>>>>>
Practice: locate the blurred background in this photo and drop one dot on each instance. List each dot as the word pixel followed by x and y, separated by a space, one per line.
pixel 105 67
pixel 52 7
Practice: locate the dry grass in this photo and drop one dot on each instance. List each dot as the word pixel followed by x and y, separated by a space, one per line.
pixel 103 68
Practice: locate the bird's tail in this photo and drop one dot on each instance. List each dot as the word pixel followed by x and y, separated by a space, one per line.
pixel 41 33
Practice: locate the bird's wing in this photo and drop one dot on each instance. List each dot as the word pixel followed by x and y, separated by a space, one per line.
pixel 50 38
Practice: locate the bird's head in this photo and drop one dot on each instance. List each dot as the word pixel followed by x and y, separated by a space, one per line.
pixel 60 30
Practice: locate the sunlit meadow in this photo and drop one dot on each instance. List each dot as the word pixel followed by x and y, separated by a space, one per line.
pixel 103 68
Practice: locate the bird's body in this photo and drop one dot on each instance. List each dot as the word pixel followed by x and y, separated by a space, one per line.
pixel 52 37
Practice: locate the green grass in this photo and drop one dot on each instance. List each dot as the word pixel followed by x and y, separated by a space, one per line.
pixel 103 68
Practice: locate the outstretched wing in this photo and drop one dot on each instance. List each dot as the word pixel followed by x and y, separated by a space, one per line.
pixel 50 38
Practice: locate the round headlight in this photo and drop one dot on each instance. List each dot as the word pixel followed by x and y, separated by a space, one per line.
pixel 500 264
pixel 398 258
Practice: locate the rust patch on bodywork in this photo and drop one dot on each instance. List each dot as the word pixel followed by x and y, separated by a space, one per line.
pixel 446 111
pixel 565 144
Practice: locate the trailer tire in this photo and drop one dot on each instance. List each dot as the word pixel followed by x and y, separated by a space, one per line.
<<<<<
This calls for repeating all of the records, character for character.

** TASK OUTPUT **
Practice: locate the blurred background in this photo and drop one dot on each instance. List each dot as the word pixel followed by x and y, separated by a space, one per line.
pixel 105 67
pixel 52 7
Practice: locate the dry grass in this photo and drop one dot on each instance. List each dot as the word pixel followed by x and y, separated by a space, one per line.
pixel 103 68
Practice: locate the bird's tail in this photo and drop one dot on each instance. List each dot as the word pixel followed by x and y, separated by a space, one per line.
pixel 41 33
Practice: locate the bird's wing in this photo and drop one dot on each instance. List each dot as the word pixel followed by x and y, separated by a space, one per line.
pixel 50 38
Practice: locate the bird's head in this photo and drop one dot on each instance. List each dot as the word pixel followed by x and y, separated by a space, one per line.
pixel 60 30
Practice: locate the sunlit meadow in this photo and drop one dot on each instance. List each dot as the word pixel followed by x and y, separated by a space, one per line.
pixel 103 68
Practice: locate the bird's body in this photo and drop one dot on each instance. List each dot as the word pixel followed by x and y, separated by a space, one per line.
pixel 52 37
Practice: locate the green grass in this photo and drop one dot on each instance. List each dot as the word pixel followed by x and y, separated by a space, one per line.
pixel 103 68
Practice: locate the outstretched wing in this photo and drop one dot on each instance. List each dot as the word pixel followed by x and y, separated by a space, one per line.
pixel 50 38
Practice: locate the round headlight in this photo and drop one dot on each instance. List each dot as the word pixel followed by x and y, separated by a space, one per line.
pixel 500 264
pixel 398 258
Practice: locate the rust patch on bodywork in this photo and drop one dot on each instance. List each dot as the word pixel followed by x and y, separated by a space, one per line.
pixel 446 111
pixel 565 144
Practice: locate the trailer tire in this photo and drop one dot on each instance. List each dot as the word pixel followed by x and y, separated by a space, one per line.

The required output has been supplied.